TASK STATEMENT: How many lines in the entries below contain the word "green"? Reply with the number alone.

DATA PROVIDED:
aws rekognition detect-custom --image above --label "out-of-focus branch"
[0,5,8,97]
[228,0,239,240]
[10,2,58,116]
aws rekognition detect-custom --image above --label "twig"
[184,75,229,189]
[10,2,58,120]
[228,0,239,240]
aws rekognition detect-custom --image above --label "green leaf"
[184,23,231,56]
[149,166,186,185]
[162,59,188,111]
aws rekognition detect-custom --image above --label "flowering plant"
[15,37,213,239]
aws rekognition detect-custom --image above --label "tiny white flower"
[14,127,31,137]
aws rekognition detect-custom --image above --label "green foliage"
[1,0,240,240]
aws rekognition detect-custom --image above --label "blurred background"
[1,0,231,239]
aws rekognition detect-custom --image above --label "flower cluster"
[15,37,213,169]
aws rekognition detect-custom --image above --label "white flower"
---
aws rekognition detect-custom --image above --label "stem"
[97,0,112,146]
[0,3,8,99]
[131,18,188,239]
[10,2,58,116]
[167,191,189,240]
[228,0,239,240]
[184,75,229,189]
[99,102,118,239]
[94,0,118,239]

WRITTEN RESPONSE: 2